## Selected text
····················

I am very interested in the 'archival' use case of web pack. In particular,
I have a prototype, https://wab.ac/ that can
'replay' and HAR or WARC file (standard format used by Internet Archive and
others).
The tool replays individual HAR or WARC files, using service workers,
providing a rendering of the network traffic contained (and a lot of JS
emulation).

The prototype demonstrates that such replay may be possible, if at least
using service workers and custom replay engine, and so verification would
be extremely useful to have.

Currently,  the 'emulation' of a particular time is handled by the replay
system already, as is isolation between different WARC/HAR files, as is
isolation of other built-in primitives (like local storage, etc..).

But, the service worker has to rewrite the responses in order to render at
a different domain. This probably poses a limitation on what can be
rendered directly.
Probably just verifying the raw data, and being able to show that the
responses that a service worker reads are 'verified' would be a good first
step somehow.

The ability to have longer term signatures would also be key for the
archival use case. Could the client browser create counter-signatures
itself?
For the archiving use case, being able to prove that the exchange happened
from the client browser's perspective would be quite useful, even more so,
but I don't know if that is within scope at all, eg. if it had its own
certificate and keys..

····················

## Material provided

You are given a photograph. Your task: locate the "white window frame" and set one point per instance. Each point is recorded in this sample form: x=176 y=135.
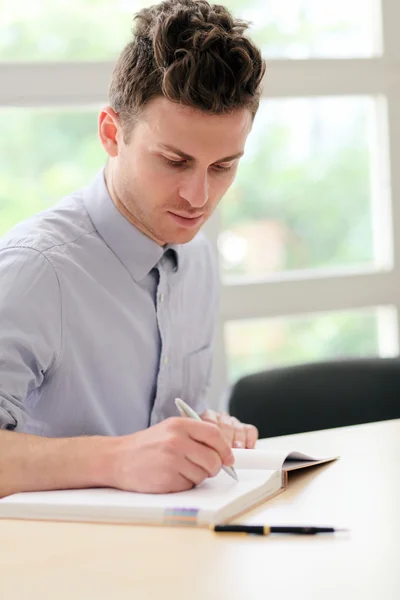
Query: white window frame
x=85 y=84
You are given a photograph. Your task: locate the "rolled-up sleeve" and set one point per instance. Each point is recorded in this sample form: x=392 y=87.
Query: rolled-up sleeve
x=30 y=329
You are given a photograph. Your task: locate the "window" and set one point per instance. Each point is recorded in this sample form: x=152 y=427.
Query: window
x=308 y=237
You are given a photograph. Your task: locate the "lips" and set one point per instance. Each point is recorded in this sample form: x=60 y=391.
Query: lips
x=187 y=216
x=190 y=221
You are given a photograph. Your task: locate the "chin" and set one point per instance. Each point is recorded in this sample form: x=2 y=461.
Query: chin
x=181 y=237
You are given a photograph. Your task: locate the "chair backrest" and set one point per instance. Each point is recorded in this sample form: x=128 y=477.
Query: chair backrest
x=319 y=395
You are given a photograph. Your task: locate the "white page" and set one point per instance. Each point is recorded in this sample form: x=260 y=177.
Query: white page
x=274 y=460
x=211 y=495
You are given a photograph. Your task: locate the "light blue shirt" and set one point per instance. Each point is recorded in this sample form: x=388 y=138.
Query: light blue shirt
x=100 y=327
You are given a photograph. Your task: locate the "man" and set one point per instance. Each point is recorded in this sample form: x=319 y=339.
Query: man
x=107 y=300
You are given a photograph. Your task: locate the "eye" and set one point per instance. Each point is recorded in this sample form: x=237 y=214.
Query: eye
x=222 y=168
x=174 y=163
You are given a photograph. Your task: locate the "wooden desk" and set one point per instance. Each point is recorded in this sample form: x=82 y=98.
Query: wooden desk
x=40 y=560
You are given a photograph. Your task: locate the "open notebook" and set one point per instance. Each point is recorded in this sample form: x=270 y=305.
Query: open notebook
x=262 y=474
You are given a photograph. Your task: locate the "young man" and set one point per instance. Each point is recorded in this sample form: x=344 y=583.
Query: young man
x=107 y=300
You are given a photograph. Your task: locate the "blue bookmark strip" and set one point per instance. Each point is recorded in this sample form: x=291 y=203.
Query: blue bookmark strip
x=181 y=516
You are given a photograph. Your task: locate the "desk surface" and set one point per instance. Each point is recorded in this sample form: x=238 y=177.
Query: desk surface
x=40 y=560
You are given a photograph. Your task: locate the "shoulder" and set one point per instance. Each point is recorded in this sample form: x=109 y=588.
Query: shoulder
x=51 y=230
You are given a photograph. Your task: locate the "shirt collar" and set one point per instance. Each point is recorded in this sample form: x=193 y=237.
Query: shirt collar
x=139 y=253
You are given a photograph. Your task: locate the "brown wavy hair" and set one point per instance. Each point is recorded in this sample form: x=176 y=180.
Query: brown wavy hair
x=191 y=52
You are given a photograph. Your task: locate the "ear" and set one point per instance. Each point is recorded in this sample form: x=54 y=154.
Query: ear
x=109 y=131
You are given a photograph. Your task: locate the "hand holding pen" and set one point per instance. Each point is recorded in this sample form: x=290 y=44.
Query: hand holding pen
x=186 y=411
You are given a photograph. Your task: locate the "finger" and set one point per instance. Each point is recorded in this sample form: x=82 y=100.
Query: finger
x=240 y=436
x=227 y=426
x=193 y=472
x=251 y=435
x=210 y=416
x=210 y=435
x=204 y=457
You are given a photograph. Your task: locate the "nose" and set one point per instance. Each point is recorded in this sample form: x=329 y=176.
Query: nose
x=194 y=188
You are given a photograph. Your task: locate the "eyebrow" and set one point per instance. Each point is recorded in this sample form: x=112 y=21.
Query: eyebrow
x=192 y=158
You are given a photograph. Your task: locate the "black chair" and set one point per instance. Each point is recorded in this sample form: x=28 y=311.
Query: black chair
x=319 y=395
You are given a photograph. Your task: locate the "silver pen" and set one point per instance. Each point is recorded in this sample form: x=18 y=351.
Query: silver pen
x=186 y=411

····················

## Written problem A
Reproduce, word for word, the stretch of the message on archival replay that begins at the words "The prototype demonstrates" and stops after "rendered directly.".
## Written problem B
Copy these lines of the listing without any change: begin at the line that has "form: x=319 y=339." and stop after the line that has "x=262 y=474", including both of those lines.

## Correct response A
The prototype demonstrates that such replay may be possible, if at least
using service workers and custom replay engine, and so verification would
be extremely useful to have.

Currently,  the 'emulation' of a particular time is handled by the replay
system already, as is isolation between different WARC/HAR files, as is
isolation of other built-in primitives (like local storage, etc..).

But, the service worker has to rewrite the responses in order to render at
a different domain. This probably poses a limitation on what can be
rendered directly.

## Correct response B
You are given a photograph. Your task: locate the "man" and set one point per instance. Each point is recorded in this sample form: x=319 y=339.
Query: man
x=107 y=300
You are given a photograph. Your task: locate the "eye" and set one point per instance. Each point is recorded in this sample form: x=237 y=214.
Query: eye
x=222 y=168
x=174 y=163
You are given a photograph. Your task: locate the "wooden desk" and set one point per instance. Each point is recorded in this sample form: x=82 y=98.
Query: wooden desk
x=40 y=560
You are given a photograph. Your task: locate the "open notebook" and set one point per instance. Each point is recorded in this sample form: x=270 y=305.
Query: open notebook
x=262 y=474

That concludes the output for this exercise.